**Problem details**
The expected response is the full listing, retyped exactly, without its images.

**Data to process**

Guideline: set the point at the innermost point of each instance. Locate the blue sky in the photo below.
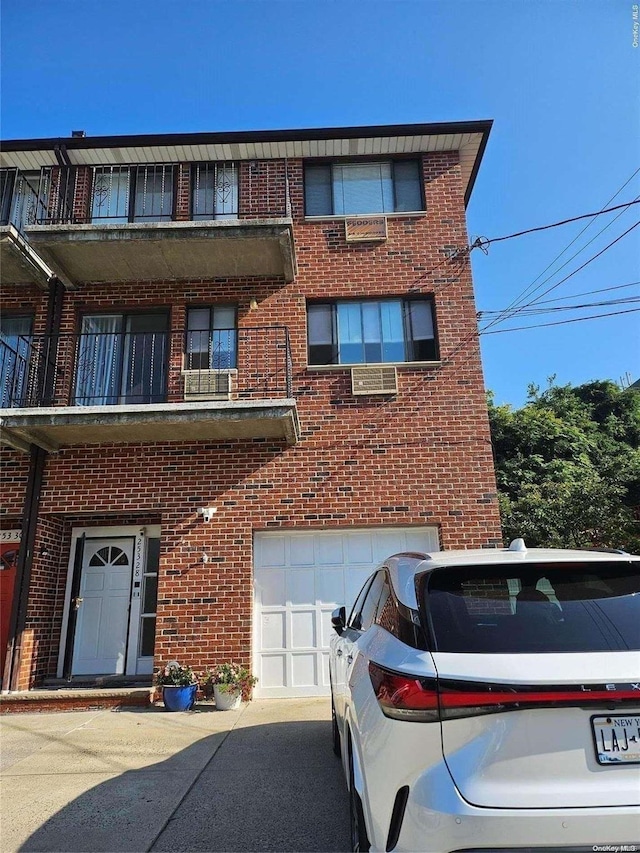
(560, 79)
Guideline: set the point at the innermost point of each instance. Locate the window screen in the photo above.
(344, 189)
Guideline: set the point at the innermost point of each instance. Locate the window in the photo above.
(354, 618)
(371, 331)
(581, 607)
(370, 604)
(15, 352)
(122, 358)
(214, 191)
(132, 194)
(211, 338)
(360, 188)
(387, 612)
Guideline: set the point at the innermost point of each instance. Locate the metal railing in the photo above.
(132, 193)
(58, 195)
(99, 368)
(39, 197)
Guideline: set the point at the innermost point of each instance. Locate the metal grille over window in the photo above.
(132, 194)
(215, 191)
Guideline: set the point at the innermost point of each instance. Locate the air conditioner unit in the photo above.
(374, 380)
(207, 384)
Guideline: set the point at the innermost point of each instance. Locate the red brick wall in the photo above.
(422, 457)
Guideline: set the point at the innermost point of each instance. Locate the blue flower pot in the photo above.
(179, 698)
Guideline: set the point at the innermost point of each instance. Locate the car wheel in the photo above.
(335, 732)
(359, 837)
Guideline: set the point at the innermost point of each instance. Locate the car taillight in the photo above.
(423, 699)
(405, 697)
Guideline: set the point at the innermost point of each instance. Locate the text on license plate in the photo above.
(617, 739)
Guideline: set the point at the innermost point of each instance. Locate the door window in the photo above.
(122, 359)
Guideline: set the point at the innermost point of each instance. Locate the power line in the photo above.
(586, 263)
(516, 305)
(531, 289)
(587, 293)
(559, 322)
(483, 242)
(533, 312)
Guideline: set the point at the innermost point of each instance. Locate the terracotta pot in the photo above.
(226, 700)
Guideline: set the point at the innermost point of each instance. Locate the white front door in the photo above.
(299, 578)
(100, 642)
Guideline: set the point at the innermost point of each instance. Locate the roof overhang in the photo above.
(469, 138)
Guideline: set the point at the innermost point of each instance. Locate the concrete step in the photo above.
(75, 699)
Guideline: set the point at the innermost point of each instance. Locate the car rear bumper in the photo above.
(438, 820)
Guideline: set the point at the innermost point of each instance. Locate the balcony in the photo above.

**Output of the exercise**
Guideline: set the point at the innermost point of each instance. Locate the blue sky in the photo below.
(560, 79)
Guideline: set the point at the innermost point of each instance. Locate the window screen in the photo above.
(344, 189)
Guideline: set the point at the innermost point of each instance. Locate the window in the photo above.
(354, 618)
(371, 331)
(581, 607)
(370, 604)
(15, 352)
(122, 358)
(214, 191)
(132, 194)
(211, 338)
(360, 188)
(387, 612)
Guideline: set the point at the innermost point of each instance. Locate the metal railing in the photo above.
(132, 193)
(58, 195)
(99, 368)
(39, 197)
Guideline: set the point at the innermost point of each instance. Locate the metal grille over window in the photo above.
(132, 194)
(215, 191)
Guideline: set the point at the innermost point of each instance. Locate the air conditioner unit in the photo above.
(374, 380)
(207, 384)
Guideline: set the point at the innermost point of each instance. Locate the red brick wall in the photo above.
(422, 457)
Guideline: set the point at the innermost point of each instance. Locate the blue flower pot in the photo above.
(179, 698)
Guideline: set the point at the innermost point of each instance. Locate the car wheel in the photo above.
(335, 732)
(359, 837)
Guideline: set the point at the innermost point of each instance. Locate the car taillight in the photo above.
(423, 699)
(405, 697)
Guideline: set the point at the innermost point of each instance. Locate the text on license plate in the photo above.
(617, 739)
Guideline: set the point at the innermost point of each instance. Locate the door window in the photo above.
(122, 359)
Guideline: set the point at the innermost point of each instance. Locate the power line in the photo above.
(586, 263)
(516, 305)
(531, 289)
(587, 293)
(559, 322)
(483, 242)
(533, 312)
Guideline: set the point at the innermost point of each instance. Locate the terracotta pot in the photo above.
(226, 700)
Guideline: set the point at the innermost point of each instance. Locate the white front door in the photo above.
(299, 578)
(100, 642)
Guideline: set the point at the innermost point of each instance. Locate the roof overhang in the photo above.
(469, 138)
Guideline: set the point at the innermost point of each instance. Locate the concrete step in the photo above.
(75, 699)
Guideline: set the point at the innermost point of each instance. Locate the car rear bumper in the photo above.
(438, 820)
Guideline: set the point at the innermost point of each instance. Locate the balcony in the photo above.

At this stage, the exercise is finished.